**What you are asked to do:**
Every entry here needs to be repeated exactly.

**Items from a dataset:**
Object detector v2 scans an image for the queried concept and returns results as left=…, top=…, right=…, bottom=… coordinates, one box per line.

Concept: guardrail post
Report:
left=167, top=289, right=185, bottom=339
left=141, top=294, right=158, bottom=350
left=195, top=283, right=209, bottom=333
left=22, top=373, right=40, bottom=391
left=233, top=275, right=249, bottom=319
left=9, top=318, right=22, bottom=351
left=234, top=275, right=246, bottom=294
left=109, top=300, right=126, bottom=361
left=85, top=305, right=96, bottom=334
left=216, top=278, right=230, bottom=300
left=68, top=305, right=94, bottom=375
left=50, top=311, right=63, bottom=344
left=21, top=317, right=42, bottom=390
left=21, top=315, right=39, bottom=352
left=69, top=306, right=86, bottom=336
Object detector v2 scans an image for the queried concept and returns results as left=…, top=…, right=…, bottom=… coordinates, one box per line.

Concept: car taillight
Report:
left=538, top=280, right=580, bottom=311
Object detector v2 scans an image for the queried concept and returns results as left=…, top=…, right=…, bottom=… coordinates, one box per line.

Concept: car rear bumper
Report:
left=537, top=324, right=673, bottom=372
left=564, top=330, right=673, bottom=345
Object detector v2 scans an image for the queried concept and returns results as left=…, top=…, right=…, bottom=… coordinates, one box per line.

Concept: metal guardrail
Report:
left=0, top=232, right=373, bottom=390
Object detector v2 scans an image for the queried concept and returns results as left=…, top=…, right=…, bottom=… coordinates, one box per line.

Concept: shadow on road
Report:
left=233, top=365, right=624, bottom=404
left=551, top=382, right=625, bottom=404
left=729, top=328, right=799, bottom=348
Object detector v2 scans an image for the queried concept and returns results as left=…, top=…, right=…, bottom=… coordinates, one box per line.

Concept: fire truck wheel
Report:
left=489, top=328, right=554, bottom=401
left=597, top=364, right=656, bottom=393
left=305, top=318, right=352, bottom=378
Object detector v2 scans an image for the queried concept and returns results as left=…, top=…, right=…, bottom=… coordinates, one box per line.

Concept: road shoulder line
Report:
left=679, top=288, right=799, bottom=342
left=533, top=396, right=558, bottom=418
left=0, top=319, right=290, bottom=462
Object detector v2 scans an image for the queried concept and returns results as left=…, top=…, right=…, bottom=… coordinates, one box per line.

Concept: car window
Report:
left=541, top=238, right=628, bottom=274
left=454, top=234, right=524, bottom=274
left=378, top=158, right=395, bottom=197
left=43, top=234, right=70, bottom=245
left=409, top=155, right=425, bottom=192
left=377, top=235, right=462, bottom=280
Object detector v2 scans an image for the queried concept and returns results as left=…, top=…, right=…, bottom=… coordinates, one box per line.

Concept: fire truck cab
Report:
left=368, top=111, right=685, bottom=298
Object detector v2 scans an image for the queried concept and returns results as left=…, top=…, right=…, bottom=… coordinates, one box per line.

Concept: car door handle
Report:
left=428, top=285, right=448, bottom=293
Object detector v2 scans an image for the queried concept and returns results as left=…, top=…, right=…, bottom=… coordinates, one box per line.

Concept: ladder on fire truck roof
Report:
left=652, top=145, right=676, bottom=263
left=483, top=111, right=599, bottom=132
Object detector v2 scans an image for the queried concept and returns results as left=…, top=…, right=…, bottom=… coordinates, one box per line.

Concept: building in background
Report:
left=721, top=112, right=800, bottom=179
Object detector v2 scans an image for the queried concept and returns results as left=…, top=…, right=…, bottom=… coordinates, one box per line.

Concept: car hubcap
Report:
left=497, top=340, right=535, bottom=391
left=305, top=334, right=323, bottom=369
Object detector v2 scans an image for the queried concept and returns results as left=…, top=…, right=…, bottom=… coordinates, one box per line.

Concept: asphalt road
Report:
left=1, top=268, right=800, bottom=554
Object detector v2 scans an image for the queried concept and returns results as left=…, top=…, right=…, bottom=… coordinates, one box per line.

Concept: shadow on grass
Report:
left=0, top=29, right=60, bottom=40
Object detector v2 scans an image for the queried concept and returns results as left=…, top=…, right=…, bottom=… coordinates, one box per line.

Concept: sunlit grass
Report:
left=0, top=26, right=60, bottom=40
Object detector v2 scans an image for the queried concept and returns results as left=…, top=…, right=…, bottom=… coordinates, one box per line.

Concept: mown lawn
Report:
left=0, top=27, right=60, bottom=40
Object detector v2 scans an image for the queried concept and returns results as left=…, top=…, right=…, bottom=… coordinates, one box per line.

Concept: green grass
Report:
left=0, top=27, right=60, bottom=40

**Solved exercise:**
Object detector v2 scans an image for the queried concept and returns results as left=…, top=…, right=…, bottom=… coordinates, one box per line.

Concept: guardrail post
Report:
left=167, top=289, right=185, bottom=339
left=141, top=294, right=158, bottom=350
left=195, top=283, right=209, bottom=333
left=22, top=373, right=40, bottom=391
left=233, top=275, right=249, bottom=319
left=9, top=318, right=22, bottom=351
left=234, top=275, right=246, bottom=294
left=109, top=300, right=126, bottom=361
left=85, top=305, right=96, bottom=334
left=216, top=278, right=230, bottom=300
left=68, top=305, right=94, bottom=375
left=50, top=311, right=63, bottom=344
left=21, top=317, right=42, bottom=390
left=21, top=315, right=39, bottom=352
left=69, top=306, right=86, bottom=336
Object detector v2 scans an image for the queried concept and returns results as left=…, top=…, right=…, bottom=… coordinates, one box per line.

Concept: car taillight
Report:
left=538, top=280, right=580, bottom=311
Object detector v2 scans an image for the queried concept and returns results as left=…, top=…, right=…, bottom=… coordinates, one box per line.

Concept: car rear bumper
Report:
left=537, top=324, right=673, bottom=372
left=564, top=330, right=673, bottom=345
Object detector v2 scans an image for the queried concept and returns results as left=…, top=…, right=…, bottom=… coordinates, one box per line.

Concept: metal guardrail
Report:
left=0, top=232, right=373, bottom=390
Object detector v2 scans an image for the queried concept and returns results as left=…, top=…, right=…, bottom=… coordinates, one box per line.

Concept: shadow on road
Report:
left=233, top=365, right=624, bottom=404
left=551, top=382, right=625, bottom=404
left=729, top=328, right=799, bottom=348
Object detector v2 scans an image for the queried concept and returns results as left=…, top=…, right=…, bottom=… coordinates, one box per line.

Concept: fire truck wheel
Report:
left=489, top=328, right=554, bottom=401
left=597, top=364, right=656, bottom=393
left=305, top=318, right=352, bottom=378
Object detector v2 scans an image for the queried concept and returns results as left=…, top=…, right=…, bottom=… coordinates, one box per line.

Concept: road shoulder line
Report:
left=679, top=288, right=799, bottom=342
left=533, top=396, right=558, bottom=418
left=0, top=319, right=290, bottom=462
Object detector v2 scans an image for the queried concept and returns results as left=…, top=…, right=…, bottom=… coordinates, one box per line.

Concept: car window
Report:
left=541, top=238, right=628, bottom=274
left=454, top=234, right=524, bottom=274
left=378, top=158, right=395, bottom=197
left=43, top=234, right=70, bottom=245
left=409, top=155, right=425, bottom=192
left=377, top=235, right=462, bottom=280
Object detector v2 scans an image for the queried concept and returns results as left=…, top=…, right=…, bottom=… coordinates, one box per line.

Concept: fire truck cab
Report:
left=368, top=111, right=685, bottom=298
Object detector v2 scans an image for the queried concept and returns results as left=…, top=…, right=…, bottom=… coordinates, one box per line.

Concept: car door handle
Report:
left=428, top=285, right=448, bottom=293
Object detector v2 scans an image for the queried concept and returns results as left=…, top=…, right=…, bottom=… coordinates, one box per line.

Concept: ladder on fire truck roof
Report:
left=652, top=145, right=676, bottom=263
left=483, top=111, right=599, bottom=132
Object detector v2 scans an image for the queried concept and returns results as left=…, top=…, right=…, bottom=… coordinates, one box per line.

Concept: building in background
Report:
left=721, top=112, right=800, bottom=179
Object detector v2 scans an image for the queried concept and returns results as left=…, top=…, right=…, bottom=… coordinates, one box per line.

Concept: car hubcap
Report:
left=497, top=340, right=535, bottom=391
left=305, top=334, right=323, bottom=369
Object detector v2 scans an image for the queried concept and returns results as left=…, top=…, right=…, bottom=… coordinates, one box per line.

Concept: asphalt road
Report:
left=1, top=268, right=800, bottom=554
Object detector v2 scans an image for the queried concept and returns results as left=…, top=…, right=…, bottom=… coordinates, one box per line.

Concept: shadow on grass
Report:
left=0, top=29, right=60, bottom=40
Object detector v2 scans an image for the queried concept and returns results as left=…, top=…, right=…, bottom=… coordinates, one box per line.

Concept: sunlit grass
Report:
left=0, top=26, right=60, bottom=40
Object detector v2 scans an image for the queried concept and returns results as left=…, top=…, right=…, bottom=… coordinates, one box per line.

Concept: mown lawn
Report:
left=0, top=27, right=60, bottom=40
Object detector v2 scans an image for the queried concept and returns results as left=…, top=…, right=…, bottom=… coordinates, one box per line.

Concept: green grass
Report:
left=0, top=27, right=60, bottom=40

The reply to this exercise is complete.